## Given data
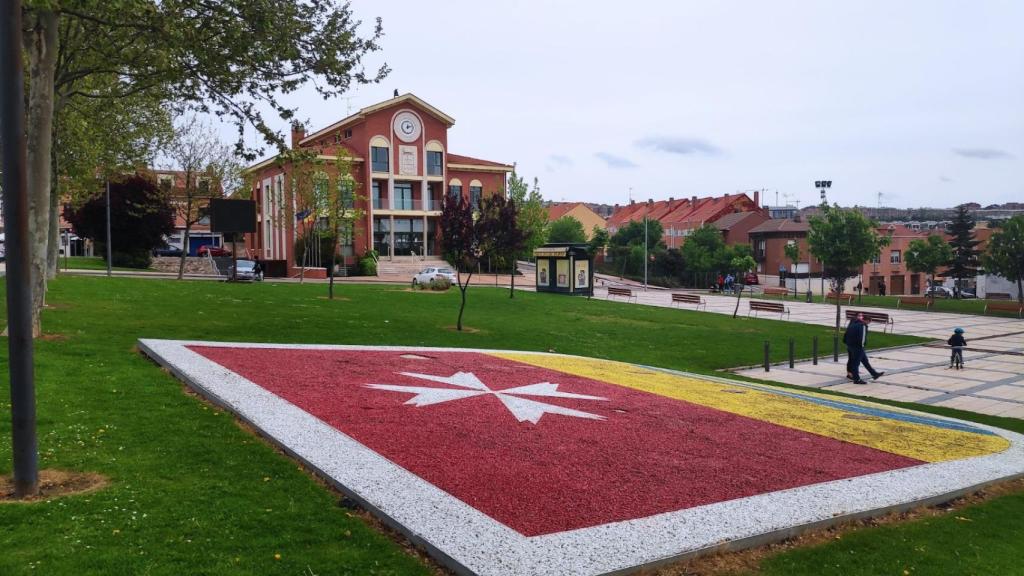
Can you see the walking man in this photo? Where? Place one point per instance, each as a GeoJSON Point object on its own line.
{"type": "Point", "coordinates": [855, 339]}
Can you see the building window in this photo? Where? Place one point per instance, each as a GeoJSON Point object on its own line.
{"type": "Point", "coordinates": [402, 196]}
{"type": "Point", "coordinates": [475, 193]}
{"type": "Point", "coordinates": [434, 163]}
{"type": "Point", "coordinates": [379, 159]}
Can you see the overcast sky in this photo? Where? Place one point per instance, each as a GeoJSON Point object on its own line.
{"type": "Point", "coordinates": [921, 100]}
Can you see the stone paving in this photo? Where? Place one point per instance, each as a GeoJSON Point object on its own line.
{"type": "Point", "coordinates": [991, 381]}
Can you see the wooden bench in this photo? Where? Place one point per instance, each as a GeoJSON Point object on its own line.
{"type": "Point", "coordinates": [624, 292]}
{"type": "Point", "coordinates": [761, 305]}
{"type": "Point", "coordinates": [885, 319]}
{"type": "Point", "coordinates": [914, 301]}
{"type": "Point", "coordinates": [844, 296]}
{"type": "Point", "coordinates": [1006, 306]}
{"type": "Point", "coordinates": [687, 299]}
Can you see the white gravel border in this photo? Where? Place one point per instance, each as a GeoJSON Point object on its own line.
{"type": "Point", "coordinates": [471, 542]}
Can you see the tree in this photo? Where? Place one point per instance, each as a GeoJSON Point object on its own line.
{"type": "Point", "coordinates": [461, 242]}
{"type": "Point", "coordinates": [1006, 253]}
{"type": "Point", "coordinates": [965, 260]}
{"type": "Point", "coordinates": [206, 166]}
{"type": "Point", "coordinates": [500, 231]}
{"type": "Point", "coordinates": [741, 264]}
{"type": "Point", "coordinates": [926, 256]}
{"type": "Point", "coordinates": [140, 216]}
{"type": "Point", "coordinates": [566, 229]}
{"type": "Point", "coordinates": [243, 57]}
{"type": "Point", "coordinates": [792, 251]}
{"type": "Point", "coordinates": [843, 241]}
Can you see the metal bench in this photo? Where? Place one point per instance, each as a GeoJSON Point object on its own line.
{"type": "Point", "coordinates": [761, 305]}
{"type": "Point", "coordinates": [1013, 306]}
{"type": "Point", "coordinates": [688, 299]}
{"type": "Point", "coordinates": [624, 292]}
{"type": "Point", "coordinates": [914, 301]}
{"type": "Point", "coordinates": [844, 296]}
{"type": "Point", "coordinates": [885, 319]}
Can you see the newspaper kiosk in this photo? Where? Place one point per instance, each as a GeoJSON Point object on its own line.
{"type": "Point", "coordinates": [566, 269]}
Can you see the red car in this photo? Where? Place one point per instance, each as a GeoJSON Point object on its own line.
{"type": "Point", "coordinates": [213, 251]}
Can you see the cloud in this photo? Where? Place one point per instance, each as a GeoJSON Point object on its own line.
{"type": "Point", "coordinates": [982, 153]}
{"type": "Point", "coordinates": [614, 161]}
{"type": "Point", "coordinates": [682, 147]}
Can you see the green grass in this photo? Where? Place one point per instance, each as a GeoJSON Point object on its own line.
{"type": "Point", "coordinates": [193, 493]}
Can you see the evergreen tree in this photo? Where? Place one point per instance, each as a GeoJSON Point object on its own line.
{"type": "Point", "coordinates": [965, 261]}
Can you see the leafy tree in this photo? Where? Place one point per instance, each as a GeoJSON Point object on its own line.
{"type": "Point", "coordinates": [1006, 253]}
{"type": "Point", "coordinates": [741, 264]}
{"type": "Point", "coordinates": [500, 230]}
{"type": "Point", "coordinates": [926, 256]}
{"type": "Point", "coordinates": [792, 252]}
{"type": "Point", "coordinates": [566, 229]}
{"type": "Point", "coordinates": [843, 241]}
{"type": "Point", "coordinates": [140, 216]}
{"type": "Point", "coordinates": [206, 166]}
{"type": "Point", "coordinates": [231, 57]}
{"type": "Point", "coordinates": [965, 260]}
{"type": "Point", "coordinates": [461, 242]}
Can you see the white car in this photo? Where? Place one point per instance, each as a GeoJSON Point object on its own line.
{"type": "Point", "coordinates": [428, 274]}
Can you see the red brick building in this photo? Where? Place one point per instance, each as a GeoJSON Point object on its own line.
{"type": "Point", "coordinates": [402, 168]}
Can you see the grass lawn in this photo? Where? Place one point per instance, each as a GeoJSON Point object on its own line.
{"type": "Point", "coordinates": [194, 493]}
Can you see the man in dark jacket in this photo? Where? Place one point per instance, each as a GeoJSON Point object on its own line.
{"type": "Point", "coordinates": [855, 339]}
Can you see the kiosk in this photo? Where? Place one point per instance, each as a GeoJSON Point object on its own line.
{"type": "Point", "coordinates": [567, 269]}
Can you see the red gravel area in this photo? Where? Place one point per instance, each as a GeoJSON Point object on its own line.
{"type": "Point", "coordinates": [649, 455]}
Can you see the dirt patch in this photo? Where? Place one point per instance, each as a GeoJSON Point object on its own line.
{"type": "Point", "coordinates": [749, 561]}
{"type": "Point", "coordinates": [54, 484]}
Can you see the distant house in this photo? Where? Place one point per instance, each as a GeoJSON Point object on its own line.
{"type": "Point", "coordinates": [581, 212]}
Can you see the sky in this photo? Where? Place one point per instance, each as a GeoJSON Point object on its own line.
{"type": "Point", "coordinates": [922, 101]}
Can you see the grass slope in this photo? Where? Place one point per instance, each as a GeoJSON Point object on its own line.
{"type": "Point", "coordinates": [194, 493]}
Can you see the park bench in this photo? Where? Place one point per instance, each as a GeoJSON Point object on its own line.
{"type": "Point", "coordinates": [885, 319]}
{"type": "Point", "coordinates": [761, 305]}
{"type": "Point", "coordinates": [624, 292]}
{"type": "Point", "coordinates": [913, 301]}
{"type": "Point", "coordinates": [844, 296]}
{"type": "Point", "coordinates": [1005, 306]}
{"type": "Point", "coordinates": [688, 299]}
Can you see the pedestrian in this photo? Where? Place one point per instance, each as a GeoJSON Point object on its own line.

## Directive
Repeat the data from the line containing "Can you see the sky" through the end, with "park bench" changed to "garden bench" and nothing else altered.

## Result
Can you see the sky in this photo? Where? Place one point per instance, each as a GeoJSON Point object on its own line.
{"type": "Point", "coordinates": [922, 101]}
Can you see the grass slope in this photo? Where? Place one point per instance, each as a GeoJSON Point object on its own line.
{"type": "Point", "coordinates": [194, 493]}
Can you see the garden bench in this photo? Where? Place one point per instance, each as a GeoJSON Point object on its own line.
{"type": "Point", "coordinates": [885, 319]}
{"type": "Point", "coordinates": [761, 305]}
{"type": "Point", "coordinates": [624, 292]}
{"type": "Point", "coordinates": [913, 301]}
{"type": "Point", "coordinates": [844, 296]}
{"type": "Point", "coordinates": [1005, 306]}
{"type": "Point", "coordinates": [688, 299]}
Can you see the pedestrian in this photo? Where? Place one point per instance, each as a GeoJSON Point object on its own line.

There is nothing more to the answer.